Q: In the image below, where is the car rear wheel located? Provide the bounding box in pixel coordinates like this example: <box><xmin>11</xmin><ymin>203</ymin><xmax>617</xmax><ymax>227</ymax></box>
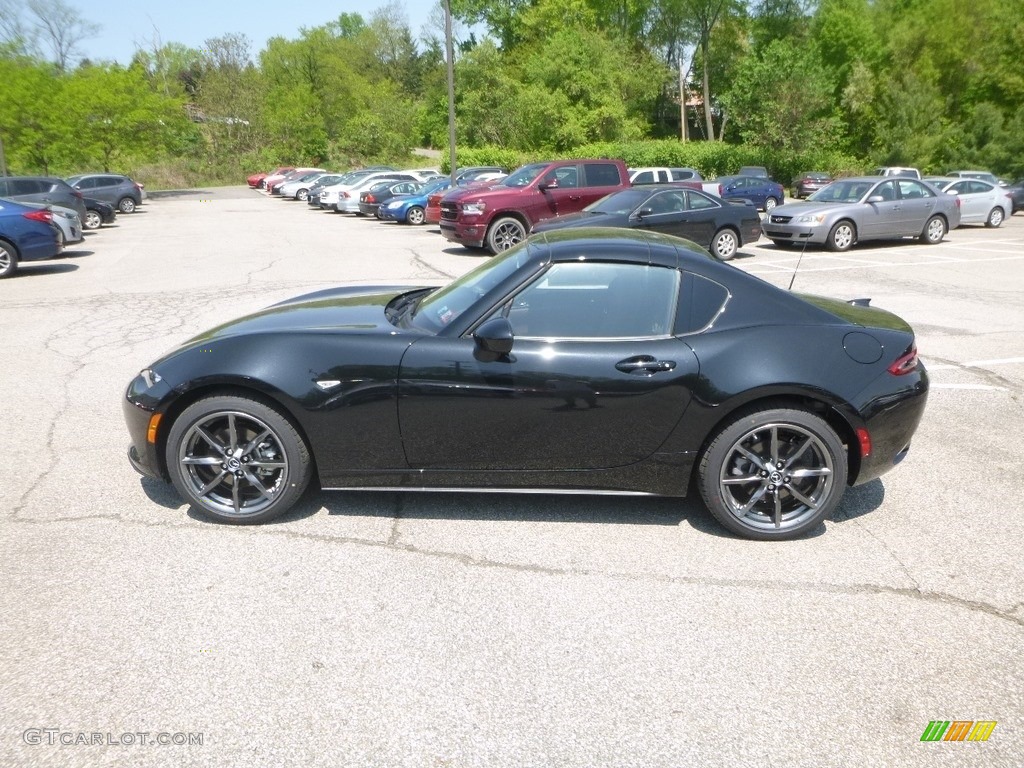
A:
<box><xmin>698</xmin><ymin>408</ymin><xmax>847</xmax><ymax>541</ymax></box>
<box><xmin>166</xmin><ymin>395</ymin><xmax>312</xmax><ymax>524</ymax></box>
<box><xmin>82</xmin><ymin>211</ymin><xmax>103</xmax><ymax>229</ymax></box>
<box><xmin>711</xmin><ymin>228</ymin><xmax>739</xmax><ymax>261</ymax></box>
<box><xmin>487</xmin><ymin>216</ymin><xmax>526</xmax><ymax>253</ymax></box>
<box><xmin>921</xmin><ymin>216</ymin><xmax>946</xmax><ymax>246</ymax></box>
<box><xmin>0</xmin><ymin>240</ymin><xmax>17</xmax><ymax>279</ymax></box>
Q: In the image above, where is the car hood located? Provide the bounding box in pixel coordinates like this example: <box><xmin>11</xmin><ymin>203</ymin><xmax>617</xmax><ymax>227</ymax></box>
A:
<box><xmin>770</xmin><ymin>201</ymin><xmax>855</xmax><ymax>217</ymax></box>
<box><xmin>797</xmin><ymin>293</ymin><xmax>913</xmax><ymax>335</ymax></box>
<box><xmin>166</xmin><ymin>286</ymin><xmax>428</xmax><ymax>351</ymax></box>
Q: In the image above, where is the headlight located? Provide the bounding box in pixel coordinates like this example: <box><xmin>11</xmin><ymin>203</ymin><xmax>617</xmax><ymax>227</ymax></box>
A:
<box><xmin>138</xmin><ymin>368</ymin><xmax>163</xmax><ymax>388</ymax></box>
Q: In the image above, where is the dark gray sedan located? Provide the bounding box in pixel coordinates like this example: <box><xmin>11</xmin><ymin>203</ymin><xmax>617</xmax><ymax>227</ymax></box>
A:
<box><xmin>764</xmin><ymin>176</ymin><xmax>961</xmax><ymax>251</ymax></box>
<box><xmin>534</xmin><ymin>184</ymin><xmax>761</xmax><ymax>261</ymax></box>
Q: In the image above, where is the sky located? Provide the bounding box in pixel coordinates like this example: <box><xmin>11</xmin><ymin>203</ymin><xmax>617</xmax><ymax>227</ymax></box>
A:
<box><xmin>65</xmin><ymin>0</ymin><xmax>446</xmax><ymax>65</ymax></box>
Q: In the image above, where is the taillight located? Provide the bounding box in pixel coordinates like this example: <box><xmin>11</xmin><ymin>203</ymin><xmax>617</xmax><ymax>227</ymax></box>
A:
<box><xmin>889</xmin><ymin>344</ymin><xmax>918</xmax><ymax>376</ymax></box>
<box><xmin>22</xmin><ymin>208</ymin><xmax>53</xmax><ymax>224</ymax></box>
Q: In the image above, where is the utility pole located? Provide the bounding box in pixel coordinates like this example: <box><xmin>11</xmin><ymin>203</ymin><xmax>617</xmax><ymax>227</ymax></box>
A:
<box><xmin>444</xmin><ymin>0</ymin><xmax>456</xmax><ymax>186</ymax></box>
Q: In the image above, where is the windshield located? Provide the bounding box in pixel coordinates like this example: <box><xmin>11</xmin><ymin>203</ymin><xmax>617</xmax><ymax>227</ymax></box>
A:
<box><xmin>584</xmin><ymin>189</ymin><xmax>650</xmax><ymax>214</ymax></box>
<box><xmin>808</xmin><ymin>181</ymin><xmax>874</xmax><ymax>203</ymax></box>
<box><xmin>496</xmin><ymin>163</ymin><xmax>548</xmax><ymax>186</ymax></box>
<box><xmin>412</xmin><ymin>243</ymin><xmax>529</xmax><ymax>333</ymax></box>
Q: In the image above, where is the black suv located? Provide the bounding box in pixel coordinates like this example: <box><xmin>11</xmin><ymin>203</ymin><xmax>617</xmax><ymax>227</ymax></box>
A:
<box><xmin>0</xmin><ymin>176</ymin><xmax>85</xmax><ymax>221</ymax></box>
<box><xmin>68</xmin><ymin>173</ymin><xmax>142</xmax><ymax>213</ymax></box>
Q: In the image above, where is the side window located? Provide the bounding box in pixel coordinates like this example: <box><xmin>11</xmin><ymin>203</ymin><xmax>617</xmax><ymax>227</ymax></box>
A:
<box><xmin>583</xmin><ymin>163</ymin><xmax>622</xmax><ymax>186</ymax></box>
<box><xmin>676</xmin><ymin>272</ymin><xmax>729</xmax><ymax>334</ymax></box>
<box><xmin>874</xmin><ymin>181</ymin><xmax>896</xmax><ymax>202</ymax></box>
<box><xmin>686</xmin><ymin>191</ymin><xmax>718</xmax><ymax>211</ymax></box>
<box><xmin>498</xmin><ymin>262</ymin><xmax>680</xmax><ymax>339</ymax></box>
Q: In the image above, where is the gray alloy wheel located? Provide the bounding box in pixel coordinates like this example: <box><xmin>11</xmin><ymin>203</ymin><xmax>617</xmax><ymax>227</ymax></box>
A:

• • • • • • •

→ **WORK TO COMPLETE**: Reproduce the lines from the one containing "Q: In the image above, where is the gray" to the end of the entries, keeping both ends and adding nothing.

→ **PROBLEM SOLUTION**:
Q: In the image above, where is the gray alloy wheel located? Provide the bounding box in pixel coordinates like this example: <box><xmin>11</xmin><ymin>203</ymin><xmax>617</xmax><ymax>227</ymax></box>
A:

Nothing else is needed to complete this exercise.